Document →
Without pip install

Precondition

First of all, you need to obtain the BigDL libs. Refer to Install from pre built or Install from source code for more details

Remark

Only Python 2.7, Python 3.5 and Python 3.6 are supported for now.
Note that Python 3.6 is only compatible with Spark 1.6.4, 2.0.3, 2.1.1 and 2.2.0. See this issue for more discussion.

Set Environment Variables

Set BIGDL_HOME and SPARK_HOME

If you download BigDL from the Release Page

export SPARK_HOME=folder path where you extract the spark package
export BIGDL_HOME=folder path where you extract the bigdl package

If you build BigDL by yourself

export SPARK_HOME=folder path where you extract the spark package
export BIGDL_HOME=the dist folder generated by the build process, which is under the top level of the source folder

Update spark-bigdl.conf (Optional)

If you have some customized properties in some files, which is used with the --properties-file option in spark-submit/pyspark, add these customized properties into ${BIGDL_HOME}/conf/spark-bigdl.conf.

Records supplied →

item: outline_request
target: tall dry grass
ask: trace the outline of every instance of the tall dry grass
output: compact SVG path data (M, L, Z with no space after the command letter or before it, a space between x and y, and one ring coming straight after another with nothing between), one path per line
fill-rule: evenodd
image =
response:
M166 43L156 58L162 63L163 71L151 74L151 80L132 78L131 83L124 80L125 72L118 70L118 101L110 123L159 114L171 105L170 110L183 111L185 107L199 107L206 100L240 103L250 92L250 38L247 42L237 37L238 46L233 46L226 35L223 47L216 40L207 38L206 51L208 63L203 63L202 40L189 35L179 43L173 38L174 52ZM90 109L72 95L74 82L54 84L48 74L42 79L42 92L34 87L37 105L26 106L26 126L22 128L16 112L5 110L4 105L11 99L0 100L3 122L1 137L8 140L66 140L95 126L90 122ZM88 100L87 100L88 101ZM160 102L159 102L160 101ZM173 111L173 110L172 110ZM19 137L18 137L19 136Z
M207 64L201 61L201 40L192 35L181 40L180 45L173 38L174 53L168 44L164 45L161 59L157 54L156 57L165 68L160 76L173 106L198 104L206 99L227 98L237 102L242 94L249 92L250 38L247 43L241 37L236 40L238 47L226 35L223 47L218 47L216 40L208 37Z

What you will do →
1. Echo everything in the BigDL setup guide from "Without pip install" down to "for more discussion.".
2. Arrange every line of the listing as a Markdown table with the columns Row and Line, leaving out blank lines.
The listing has no connection to the BigDL setup guide.

Completed exercise →
1.
Without pip install

Precondition

First of all, you need to obtain the BigDL libs. Refer to Install from pre built or Install from source code for more details

Remark

Only Python 2.7, Python 3.5 and Python 3.6 are supported for now.
Note that Python 3.6 is only compatible with Spark 1.6.4, 2.0.3, 2.1.1 and 2.2.0. See this issue for more discussion.

2.
| Row | Line |
|---|---|
| 1 | item: outline_request |
| 2 | target: tall dry grass |
| 3 | ask: trace the outline of every instance of the tall dry grass |
| 4 | output: compact SVG path data (M, L, Z with no space after the command letter or before it, a space between x and y, and one ring coming straight after another with nothing between), one path per line |
| 5 | fill-rule: evenodd |
| 6 | image = |
| 7 | response: |
| 8 | M166 43L156 58L162 63L163 71L151 74L151 80L132 78L131 83L124 80L125 72L118 70L118 101L110 123L159 114L171 105L170 110L183 111L185 107L199 107L206 100L240 103L250 92L250 38L247 42L237 37L238 46L233 46L226 35L223 47L216 40L207 38L206 51L208 63L203 63L202 40L189 35L179 43L173 38L174 52ZM90 109L72 95L74 82L54 84L48 74L42 79L42 92L34 87L37 105L26 106L26 126L22 128L16 112L5 110L4 105L11 99L0 100L3 122L1 137L8 140L66 140L95 126L90 122ZM88 100L87 100L88 101ZM160 102L159 102L160 101ZM173 111L173 110L172 110ZM19 137L18 137L19 136Z |
| 9 | M207 64L201 61L201 40L192 35L181 40L180 45L173 38L174 53L168 44L164 45L161 59L157 54L156 57L165 68L160 76L173 106L198 104L206 99L227 98L237 102L242 94L249 92L250 38L247 43L241 37L236 40L238 47L226 35L223 47L218 47L216 40L208 37Z |